[SHORT TASK] Which lines in the data below contain the string "aircraft"? Copy out each of them, and count uppercase and lowercase as different.
:::::
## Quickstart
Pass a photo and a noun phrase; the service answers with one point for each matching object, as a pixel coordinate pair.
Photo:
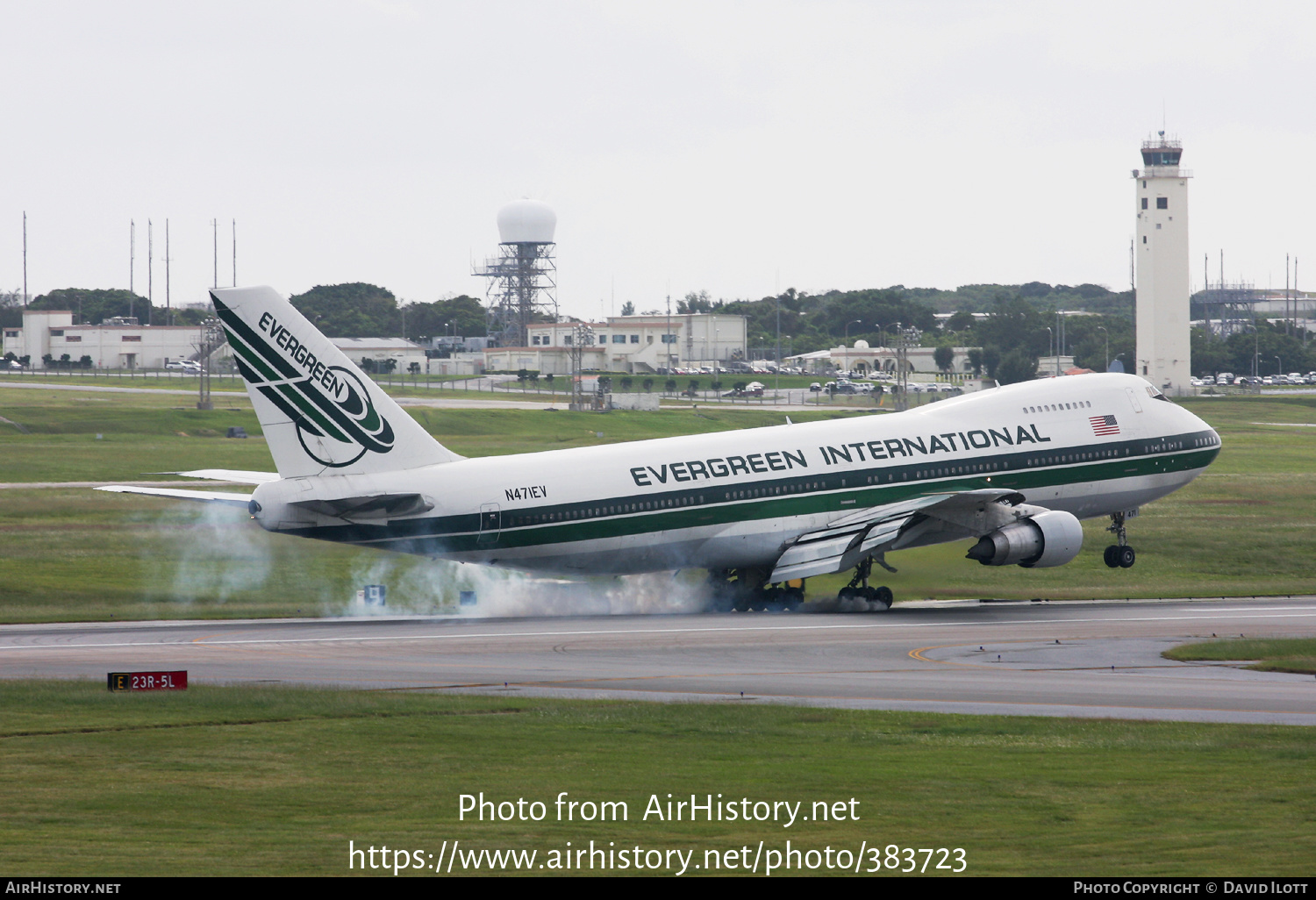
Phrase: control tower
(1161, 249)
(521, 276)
:::::
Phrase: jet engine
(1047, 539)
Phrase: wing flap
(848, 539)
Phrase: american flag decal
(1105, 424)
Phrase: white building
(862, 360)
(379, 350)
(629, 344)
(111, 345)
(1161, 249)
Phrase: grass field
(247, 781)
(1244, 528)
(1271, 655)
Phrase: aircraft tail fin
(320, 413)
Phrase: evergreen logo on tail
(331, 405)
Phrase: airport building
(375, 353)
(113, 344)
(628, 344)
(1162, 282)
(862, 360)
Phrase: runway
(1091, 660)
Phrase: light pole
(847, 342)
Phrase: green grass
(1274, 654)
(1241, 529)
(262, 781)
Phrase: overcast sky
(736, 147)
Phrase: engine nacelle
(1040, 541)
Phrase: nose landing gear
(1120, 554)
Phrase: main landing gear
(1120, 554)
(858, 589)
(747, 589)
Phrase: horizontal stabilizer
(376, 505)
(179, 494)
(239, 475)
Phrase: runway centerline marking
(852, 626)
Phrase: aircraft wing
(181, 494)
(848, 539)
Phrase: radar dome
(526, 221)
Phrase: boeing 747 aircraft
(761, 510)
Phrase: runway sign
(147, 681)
:::::
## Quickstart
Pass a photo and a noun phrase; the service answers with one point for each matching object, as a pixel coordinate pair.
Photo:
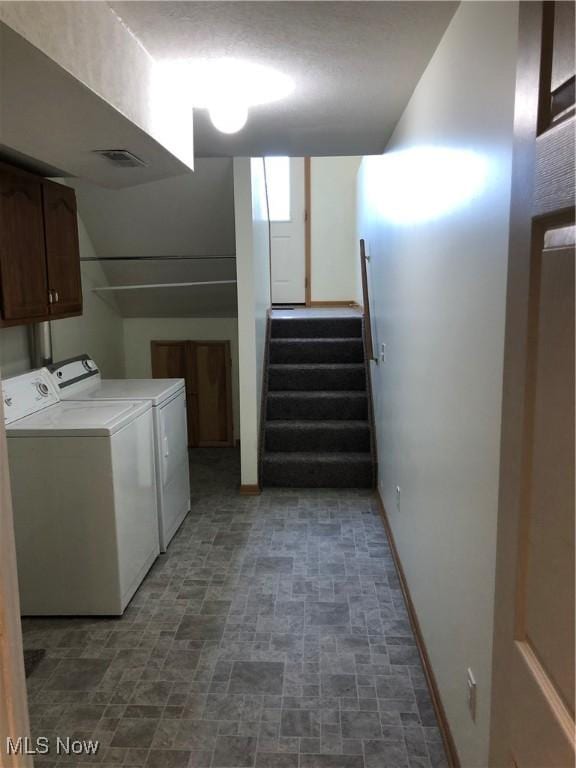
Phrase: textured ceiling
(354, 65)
:::::
[EXERCISE RESULT]
Phrase: aircraft tail fin
Phrase: aircraft wing
Phrase: boeing 747 aircraft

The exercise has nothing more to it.